Copy out the items below word for word, from the line containing "lapel present in the image above." through the line containing "[88,197,108,205]", including both of those lines and nothing outside them.

..........

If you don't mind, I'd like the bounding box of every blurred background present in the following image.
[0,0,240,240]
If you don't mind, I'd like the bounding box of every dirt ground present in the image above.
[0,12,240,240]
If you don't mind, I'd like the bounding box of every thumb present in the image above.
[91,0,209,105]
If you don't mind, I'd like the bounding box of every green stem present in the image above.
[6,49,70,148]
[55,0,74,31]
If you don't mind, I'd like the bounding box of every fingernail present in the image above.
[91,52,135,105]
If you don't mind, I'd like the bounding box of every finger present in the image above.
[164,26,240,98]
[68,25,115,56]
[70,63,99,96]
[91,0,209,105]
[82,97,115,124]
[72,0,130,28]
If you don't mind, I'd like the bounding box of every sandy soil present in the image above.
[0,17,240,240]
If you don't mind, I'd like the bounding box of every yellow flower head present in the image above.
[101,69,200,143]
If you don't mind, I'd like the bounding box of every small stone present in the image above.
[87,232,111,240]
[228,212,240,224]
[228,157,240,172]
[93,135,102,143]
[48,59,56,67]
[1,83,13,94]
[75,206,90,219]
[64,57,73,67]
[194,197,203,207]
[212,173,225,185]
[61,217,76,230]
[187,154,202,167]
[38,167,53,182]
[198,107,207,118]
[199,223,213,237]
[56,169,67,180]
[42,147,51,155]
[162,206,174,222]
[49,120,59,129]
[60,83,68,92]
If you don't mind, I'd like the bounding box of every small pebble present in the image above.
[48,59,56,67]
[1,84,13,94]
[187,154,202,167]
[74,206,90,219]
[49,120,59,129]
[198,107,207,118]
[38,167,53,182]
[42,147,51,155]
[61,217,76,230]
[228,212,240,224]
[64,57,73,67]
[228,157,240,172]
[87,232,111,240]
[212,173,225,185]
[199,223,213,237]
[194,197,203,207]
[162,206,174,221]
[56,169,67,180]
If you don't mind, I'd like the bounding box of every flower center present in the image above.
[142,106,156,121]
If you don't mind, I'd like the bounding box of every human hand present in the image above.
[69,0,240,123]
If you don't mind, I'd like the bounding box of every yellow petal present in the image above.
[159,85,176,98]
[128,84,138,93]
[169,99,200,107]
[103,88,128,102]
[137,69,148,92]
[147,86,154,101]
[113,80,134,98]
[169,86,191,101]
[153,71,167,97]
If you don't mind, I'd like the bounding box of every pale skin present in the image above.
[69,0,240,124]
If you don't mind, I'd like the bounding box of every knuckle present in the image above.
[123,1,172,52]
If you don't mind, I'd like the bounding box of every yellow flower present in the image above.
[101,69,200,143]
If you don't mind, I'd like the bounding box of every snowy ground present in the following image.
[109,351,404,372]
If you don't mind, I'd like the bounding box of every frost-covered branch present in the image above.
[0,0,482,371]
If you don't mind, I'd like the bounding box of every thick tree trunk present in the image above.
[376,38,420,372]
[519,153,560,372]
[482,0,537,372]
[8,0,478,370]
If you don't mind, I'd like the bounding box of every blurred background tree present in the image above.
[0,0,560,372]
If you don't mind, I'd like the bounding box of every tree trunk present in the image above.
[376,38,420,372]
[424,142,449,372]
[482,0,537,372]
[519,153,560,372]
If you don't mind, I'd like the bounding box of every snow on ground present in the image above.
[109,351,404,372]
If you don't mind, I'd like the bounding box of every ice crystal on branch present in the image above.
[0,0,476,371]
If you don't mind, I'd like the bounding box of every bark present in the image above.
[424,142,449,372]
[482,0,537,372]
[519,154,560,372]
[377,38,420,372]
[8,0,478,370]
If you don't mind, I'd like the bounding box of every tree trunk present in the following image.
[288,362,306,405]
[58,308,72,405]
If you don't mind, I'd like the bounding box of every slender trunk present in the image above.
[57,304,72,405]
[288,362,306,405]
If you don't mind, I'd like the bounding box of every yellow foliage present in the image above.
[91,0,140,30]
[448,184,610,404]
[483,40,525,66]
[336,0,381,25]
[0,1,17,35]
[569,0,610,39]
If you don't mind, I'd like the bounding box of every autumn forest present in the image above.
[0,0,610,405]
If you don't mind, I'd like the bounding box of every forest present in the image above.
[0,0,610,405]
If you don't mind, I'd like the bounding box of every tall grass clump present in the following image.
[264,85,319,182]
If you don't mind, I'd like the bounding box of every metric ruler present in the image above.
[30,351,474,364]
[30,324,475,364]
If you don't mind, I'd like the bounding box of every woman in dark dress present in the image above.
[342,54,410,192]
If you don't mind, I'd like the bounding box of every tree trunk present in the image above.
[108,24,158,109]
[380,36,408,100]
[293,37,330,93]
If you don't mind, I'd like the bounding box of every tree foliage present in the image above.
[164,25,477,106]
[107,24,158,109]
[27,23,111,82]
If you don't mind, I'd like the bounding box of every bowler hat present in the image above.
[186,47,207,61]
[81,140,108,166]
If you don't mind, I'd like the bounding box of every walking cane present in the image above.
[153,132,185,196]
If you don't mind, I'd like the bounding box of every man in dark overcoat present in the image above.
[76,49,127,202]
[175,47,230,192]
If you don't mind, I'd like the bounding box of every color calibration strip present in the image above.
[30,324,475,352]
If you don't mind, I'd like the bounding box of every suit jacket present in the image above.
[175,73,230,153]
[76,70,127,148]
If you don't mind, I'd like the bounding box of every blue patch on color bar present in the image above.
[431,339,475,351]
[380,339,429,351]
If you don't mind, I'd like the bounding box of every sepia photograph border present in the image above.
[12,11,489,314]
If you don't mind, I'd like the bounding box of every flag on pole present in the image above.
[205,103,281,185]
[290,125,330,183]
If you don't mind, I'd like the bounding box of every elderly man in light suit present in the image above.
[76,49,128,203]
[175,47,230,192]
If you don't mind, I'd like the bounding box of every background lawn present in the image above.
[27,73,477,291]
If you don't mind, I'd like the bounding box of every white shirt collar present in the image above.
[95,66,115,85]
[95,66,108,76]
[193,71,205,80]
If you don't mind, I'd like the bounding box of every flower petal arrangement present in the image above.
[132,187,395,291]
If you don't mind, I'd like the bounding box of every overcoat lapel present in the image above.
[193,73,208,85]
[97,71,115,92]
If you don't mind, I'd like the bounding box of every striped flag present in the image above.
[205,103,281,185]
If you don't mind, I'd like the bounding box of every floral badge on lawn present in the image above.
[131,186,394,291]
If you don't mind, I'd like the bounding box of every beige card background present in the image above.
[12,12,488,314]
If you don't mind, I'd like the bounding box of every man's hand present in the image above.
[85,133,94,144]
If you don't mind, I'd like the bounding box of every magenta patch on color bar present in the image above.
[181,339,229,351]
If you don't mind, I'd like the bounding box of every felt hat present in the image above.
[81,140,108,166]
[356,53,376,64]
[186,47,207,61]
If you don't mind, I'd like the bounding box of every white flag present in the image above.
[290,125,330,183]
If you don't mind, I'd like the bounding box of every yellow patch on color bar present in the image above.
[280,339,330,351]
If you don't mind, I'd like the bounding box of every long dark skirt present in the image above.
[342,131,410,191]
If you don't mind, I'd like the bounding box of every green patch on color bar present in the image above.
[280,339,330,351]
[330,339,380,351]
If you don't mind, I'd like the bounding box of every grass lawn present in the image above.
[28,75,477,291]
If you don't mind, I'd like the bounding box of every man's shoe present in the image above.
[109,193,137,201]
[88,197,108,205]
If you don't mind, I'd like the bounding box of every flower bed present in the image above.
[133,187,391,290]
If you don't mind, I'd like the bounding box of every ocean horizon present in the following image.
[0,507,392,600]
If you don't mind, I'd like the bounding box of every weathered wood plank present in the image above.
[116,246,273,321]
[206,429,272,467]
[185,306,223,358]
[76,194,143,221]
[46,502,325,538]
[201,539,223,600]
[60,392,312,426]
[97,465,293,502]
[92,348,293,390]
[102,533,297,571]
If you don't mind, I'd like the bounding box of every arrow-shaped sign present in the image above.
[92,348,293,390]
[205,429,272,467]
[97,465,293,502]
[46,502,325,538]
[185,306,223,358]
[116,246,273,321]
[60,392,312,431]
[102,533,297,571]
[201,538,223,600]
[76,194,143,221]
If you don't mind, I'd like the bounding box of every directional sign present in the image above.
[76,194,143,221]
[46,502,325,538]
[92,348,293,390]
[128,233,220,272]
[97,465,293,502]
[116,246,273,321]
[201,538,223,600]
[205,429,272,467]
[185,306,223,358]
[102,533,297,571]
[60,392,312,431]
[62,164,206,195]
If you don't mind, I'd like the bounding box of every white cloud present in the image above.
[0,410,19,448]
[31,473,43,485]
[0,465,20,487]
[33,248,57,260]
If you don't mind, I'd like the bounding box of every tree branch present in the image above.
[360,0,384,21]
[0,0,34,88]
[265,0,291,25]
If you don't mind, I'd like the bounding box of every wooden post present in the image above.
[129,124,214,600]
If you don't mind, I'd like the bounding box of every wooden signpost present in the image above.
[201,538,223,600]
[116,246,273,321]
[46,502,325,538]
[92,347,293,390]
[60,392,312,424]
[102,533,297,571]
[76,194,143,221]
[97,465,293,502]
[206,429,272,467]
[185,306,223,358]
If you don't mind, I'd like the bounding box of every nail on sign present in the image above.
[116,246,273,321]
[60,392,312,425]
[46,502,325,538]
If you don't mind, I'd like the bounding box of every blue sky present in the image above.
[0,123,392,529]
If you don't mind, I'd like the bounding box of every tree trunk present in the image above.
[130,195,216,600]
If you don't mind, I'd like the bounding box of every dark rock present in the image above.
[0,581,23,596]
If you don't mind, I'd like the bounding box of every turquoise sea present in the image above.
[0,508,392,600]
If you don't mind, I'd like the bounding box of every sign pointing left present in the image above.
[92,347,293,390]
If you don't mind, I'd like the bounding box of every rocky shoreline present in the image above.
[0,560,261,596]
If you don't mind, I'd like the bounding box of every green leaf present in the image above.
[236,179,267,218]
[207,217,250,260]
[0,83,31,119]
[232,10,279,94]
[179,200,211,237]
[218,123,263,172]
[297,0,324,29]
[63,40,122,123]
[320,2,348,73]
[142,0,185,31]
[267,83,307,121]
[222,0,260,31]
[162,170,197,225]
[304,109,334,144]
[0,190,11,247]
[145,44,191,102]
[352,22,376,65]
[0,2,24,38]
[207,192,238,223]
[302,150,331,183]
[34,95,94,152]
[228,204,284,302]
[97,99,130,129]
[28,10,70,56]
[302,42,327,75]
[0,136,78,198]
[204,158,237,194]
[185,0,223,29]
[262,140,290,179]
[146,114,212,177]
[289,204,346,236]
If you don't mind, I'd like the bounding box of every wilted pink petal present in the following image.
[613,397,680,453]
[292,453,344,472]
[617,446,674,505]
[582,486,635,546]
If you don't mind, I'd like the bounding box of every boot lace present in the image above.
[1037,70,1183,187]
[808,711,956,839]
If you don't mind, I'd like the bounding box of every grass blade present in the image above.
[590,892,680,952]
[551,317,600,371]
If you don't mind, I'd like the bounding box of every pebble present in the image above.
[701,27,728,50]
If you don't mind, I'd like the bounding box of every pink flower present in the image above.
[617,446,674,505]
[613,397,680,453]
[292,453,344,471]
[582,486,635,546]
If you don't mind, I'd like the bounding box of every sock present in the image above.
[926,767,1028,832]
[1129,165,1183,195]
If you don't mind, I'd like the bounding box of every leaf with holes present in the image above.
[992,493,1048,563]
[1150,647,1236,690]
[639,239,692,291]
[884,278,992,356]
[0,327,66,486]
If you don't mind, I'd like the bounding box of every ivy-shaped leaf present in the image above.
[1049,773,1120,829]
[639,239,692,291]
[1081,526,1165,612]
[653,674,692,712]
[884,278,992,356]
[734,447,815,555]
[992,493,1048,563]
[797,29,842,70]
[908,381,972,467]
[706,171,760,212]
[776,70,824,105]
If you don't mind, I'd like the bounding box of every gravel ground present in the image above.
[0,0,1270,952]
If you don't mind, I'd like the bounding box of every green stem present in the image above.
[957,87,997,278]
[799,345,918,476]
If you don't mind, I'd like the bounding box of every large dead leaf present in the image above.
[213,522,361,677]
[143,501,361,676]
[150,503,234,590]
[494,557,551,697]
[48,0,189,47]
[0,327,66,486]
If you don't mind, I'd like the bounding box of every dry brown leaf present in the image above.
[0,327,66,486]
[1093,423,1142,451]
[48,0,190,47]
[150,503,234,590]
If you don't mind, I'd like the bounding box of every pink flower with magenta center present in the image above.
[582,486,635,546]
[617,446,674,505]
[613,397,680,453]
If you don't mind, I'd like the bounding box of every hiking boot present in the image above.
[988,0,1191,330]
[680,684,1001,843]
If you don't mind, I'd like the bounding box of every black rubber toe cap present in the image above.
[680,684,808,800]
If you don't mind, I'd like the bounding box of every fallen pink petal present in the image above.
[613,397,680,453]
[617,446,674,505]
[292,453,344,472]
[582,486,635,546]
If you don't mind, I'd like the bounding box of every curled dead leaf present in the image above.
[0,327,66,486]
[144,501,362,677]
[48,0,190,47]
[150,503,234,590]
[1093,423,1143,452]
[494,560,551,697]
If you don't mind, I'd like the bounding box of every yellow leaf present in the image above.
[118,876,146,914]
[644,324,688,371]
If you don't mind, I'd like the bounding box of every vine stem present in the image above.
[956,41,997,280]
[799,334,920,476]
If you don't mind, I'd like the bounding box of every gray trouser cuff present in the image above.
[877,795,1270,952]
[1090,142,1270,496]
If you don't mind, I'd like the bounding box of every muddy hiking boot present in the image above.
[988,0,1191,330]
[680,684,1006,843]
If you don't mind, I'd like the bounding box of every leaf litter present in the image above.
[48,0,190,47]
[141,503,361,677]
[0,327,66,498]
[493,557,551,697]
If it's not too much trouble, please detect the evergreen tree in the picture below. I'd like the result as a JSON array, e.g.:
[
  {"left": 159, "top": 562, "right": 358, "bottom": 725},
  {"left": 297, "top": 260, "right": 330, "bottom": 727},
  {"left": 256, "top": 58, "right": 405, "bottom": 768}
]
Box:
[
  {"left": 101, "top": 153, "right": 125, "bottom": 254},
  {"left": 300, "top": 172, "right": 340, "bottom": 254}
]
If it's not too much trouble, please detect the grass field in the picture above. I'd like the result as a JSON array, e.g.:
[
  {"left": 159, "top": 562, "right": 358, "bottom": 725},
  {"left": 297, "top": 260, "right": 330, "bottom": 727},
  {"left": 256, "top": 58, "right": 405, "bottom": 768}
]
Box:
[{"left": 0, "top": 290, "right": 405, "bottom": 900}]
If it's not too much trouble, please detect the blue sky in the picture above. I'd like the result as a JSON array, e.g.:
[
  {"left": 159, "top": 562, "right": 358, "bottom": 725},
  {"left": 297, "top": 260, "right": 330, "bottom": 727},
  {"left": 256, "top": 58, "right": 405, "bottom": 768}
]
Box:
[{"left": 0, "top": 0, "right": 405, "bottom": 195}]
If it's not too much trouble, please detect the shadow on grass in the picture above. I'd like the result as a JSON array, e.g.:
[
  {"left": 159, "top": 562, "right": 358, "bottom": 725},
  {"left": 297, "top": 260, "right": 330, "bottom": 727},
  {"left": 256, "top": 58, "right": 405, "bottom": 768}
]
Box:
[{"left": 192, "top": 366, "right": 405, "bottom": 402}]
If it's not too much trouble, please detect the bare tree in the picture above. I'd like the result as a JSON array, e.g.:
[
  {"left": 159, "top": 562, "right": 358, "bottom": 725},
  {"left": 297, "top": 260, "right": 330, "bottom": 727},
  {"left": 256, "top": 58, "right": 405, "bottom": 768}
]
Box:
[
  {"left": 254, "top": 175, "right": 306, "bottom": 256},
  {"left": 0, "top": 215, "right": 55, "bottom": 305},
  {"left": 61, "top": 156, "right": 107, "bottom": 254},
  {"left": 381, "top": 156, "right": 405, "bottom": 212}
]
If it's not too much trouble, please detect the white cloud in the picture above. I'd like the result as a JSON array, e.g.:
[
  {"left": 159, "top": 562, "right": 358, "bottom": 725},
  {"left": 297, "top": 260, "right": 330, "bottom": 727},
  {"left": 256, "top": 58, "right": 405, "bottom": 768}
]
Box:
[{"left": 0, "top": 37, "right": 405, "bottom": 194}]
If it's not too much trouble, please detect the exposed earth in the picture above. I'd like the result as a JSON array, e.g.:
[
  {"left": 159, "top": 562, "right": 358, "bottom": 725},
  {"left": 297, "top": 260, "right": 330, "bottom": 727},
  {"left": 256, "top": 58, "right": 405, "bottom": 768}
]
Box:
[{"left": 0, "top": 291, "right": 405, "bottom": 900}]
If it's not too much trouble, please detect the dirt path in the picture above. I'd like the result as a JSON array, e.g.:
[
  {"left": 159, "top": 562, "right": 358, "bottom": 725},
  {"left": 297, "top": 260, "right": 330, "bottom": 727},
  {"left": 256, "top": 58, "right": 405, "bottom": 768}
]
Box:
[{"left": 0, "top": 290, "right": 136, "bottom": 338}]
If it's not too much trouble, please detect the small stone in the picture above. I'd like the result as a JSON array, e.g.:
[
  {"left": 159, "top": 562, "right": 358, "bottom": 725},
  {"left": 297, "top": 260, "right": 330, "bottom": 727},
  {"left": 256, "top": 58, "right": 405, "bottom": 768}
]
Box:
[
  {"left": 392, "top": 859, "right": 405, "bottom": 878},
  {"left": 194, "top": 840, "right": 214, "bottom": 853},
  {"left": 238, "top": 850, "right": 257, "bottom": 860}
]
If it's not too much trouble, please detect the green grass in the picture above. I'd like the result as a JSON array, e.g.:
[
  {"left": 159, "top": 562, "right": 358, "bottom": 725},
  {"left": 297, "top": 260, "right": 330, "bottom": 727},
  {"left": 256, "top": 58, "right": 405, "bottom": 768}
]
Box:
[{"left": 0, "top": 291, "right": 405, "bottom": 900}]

..........

Expected answer
If you don't mind, I'd like the bounding box of every overcoat lapel present in the image above.
[193,73,208,85]
[97,71,115,92]
If you don't mind, I'd like the bounding box of every striped flag present in the image above.
[205,103,281,185]
If you don't mind, I'd like the bounding box of every floral badge on lawn present in the image above.
[131,186,394,291]
If you don't mind, I'd like the bounding box of every beige card background present in the image above.
[12,12,488,314]
If you don't mind, I'd like the bounding box of every man's hand present in the image above.
[85,133,94,144]
If you don't mind, I'd like the bounding box of every magenta patch on color bar present in the image above.
[181,339,229,351]
If you don't mind, I'd like the bounding box of every felt hat present in the image above.
[81,140,108,166]
[356,53,376,64]
[186,47,207,61]
If you don't mind, I'd like the bounding box of every white flag present in the image above.
[290,125,330,183]
If you don't mind, I'd like the bounding box of every yellow patch on color bar present in the image above.
[280,339,330,351]
If you don't mind, I'd like the bounding box of every long dark skirt present in the image above.
[342,131,410,191]
If you don't mind, I'd like the bounding box of every green patch on color bar present in the image above.
[280,339,330,351]
[330,339,380,351]
If you don't mind, I'd like the bounding box of every grass lawn present in the image above.
[28,75,477,291]
If you don't mind, I'd like the bounding box of every man's shoe present in the image above.
[109,193,137,201]
[88,197,108,205]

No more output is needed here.